(Collected data)

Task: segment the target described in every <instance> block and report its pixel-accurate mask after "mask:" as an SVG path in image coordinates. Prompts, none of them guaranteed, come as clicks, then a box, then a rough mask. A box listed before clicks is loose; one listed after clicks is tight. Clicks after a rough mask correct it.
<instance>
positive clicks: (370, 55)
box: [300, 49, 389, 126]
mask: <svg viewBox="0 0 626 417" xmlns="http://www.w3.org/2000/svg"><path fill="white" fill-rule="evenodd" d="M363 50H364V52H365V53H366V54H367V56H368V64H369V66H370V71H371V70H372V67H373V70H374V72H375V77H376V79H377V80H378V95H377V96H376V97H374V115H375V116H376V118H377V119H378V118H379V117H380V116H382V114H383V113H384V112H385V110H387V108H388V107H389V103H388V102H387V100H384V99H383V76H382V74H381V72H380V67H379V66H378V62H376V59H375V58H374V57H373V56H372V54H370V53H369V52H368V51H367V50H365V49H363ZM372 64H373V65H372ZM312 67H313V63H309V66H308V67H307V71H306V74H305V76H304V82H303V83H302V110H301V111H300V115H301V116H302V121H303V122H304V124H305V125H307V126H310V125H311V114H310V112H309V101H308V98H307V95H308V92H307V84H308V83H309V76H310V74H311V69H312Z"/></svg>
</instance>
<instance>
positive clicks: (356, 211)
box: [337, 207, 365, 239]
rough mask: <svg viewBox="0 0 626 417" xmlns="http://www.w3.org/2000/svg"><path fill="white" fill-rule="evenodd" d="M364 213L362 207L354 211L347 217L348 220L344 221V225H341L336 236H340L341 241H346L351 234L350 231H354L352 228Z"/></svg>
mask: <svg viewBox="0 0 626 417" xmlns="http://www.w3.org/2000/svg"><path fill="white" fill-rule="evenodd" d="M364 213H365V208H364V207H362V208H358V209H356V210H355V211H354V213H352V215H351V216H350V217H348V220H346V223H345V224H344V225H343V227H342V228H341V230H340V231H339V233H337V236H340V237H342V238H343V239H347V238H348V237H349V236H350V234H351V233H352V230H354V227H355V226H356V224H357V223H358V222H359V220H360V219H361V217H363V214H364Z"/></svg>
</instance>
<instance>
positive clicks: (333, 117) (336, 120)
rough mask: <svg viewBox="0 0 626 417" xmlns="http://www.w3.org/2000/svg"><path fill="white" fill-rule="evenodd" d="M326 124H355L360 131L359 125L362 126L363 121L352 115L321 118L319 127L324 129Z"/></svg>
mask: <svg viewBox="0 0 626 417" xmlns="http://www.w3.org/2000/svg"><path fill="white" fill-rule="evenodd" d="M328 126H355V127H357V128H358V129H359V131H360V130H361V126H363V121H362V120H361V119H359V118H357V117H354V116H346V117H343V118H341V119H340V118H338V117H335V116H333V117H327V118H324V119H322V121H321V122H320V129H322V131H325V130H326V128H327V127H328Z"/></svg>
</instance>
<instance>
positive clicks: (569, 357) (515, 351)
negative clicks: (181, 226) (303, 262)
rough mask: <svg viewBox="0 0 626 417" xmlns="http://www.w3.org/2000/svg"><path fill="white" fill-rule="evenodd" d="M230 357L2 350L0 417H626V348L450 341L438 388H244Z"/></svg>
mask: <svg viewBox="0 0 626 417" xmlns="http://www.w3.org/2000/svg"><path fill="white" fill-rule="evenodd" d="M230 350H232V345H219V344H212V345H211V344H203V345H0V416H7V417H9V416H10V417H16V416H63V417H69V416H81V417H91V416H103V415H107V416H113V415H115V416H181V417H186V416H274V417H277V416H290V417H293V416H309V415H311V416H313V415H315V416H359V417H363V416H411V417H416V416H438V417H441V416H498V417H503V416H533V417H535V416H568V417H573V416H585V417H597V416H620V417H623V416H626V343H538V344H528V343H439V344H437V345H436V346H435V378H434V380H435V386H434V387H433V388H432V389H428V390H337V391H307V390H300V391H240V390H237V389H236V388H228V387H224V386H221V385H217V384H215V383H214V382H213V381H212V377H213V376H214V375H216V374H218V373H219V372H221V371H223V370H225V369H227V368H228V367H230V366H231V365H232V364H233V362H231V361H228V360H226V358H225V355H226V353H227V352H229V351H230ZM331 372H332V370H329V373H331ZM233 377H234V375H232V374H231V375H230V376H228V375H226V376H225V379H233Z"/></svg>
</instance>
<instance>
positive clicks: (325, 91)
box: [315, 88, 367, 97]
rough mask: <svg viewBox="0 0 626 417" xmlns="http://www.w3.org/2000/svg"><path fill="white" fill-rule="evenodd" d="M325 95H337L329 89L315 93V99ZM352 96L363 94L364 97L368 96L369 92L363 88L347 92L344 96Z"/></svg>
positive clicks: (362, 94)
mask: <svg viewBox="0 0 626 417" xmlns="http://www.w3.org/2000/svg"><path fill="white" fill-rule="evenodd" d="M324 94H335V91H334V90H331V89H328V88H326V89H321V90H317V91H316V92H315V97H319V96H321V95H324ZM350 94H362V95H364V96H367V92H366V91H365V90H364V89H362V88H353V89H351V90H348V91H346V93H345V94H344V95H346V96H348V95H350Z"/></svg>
---
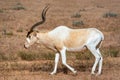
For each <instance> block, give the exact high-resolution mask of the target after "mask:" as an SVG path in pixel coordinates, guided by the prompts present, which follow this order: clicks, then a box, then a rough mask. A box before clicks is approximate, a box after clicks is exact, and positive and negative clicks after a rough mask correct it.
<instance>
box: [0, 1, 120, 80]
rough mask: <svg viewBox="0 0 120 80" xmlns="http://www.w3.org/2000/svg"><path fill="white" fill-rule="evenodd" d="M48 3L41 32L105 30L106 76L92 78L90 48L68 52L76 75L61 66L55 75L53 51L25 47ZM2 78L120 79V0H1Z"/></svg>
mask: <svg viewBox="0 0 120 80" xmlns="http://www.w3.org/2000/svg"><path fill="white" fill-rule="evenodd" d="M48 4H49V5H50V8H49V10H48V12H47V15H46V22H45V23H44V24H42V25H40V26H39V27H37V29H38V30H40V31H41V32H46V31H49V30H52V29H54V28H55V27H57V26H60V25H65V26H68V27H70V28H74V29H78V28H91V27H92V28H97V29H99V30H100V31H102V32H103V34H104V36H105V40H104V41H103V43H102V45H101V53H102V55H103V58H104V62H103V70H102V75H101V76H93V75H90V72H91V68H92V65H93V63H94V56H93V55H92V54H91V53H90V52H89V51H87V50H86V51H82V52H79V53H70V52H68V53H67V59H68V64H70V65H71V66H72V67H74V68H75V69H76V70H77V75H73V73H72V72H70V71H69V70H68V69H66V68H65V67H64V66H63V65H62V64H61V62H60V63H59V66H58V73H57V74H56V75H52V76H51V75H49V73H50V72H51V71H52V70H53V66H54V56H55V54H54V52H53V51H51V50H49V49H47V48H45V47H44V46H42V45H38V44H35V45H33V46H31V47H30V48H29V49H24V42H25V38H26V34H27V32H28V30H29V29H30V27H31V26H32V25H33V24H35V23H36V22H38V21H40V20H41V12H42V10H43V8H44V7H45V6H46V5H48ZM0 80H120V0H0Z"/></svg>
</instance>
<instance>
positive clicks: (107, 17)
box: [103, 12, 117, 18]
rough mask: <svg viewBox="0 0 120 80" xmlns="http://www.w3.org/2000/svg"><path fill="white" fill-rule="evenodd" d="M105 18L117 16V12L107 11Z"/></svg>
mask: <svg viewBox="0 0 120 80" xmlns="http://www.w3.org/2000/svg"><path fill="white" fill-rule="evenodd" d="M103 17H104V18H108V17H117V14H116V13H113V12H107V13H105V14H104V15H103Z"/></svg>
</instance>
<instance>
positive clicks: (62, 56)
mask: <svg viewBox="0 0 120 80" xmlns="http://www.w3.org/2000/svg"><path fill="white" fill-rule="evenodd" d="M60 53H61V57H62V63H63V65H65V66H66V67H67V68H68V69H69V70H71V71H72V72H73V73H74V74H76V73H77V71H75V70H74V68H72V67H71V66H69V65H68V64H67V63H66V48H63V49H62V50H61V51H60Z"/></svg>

### [WHAT IS REQUIRED]
In the data above, which lines lie between the line with "Task: segment the" and the line with "positive clicks: (370, 55)", inclusive? Print those lines exactly and nothing else.

### [OUTPUT FOR THIS EXERCISE]
Task: segment the target described in every <instance> block and report its pixel-accurate mask after "mask:" as an SVG path in image coordinates. Prompts, none of them guaranteed, come as clicks, then a box, then a rough mask. A box listed before clicks is loose; one listed after clicks is tight. Clicks after a rough mask correct it.
<instance>
positive clicks: (370, 55)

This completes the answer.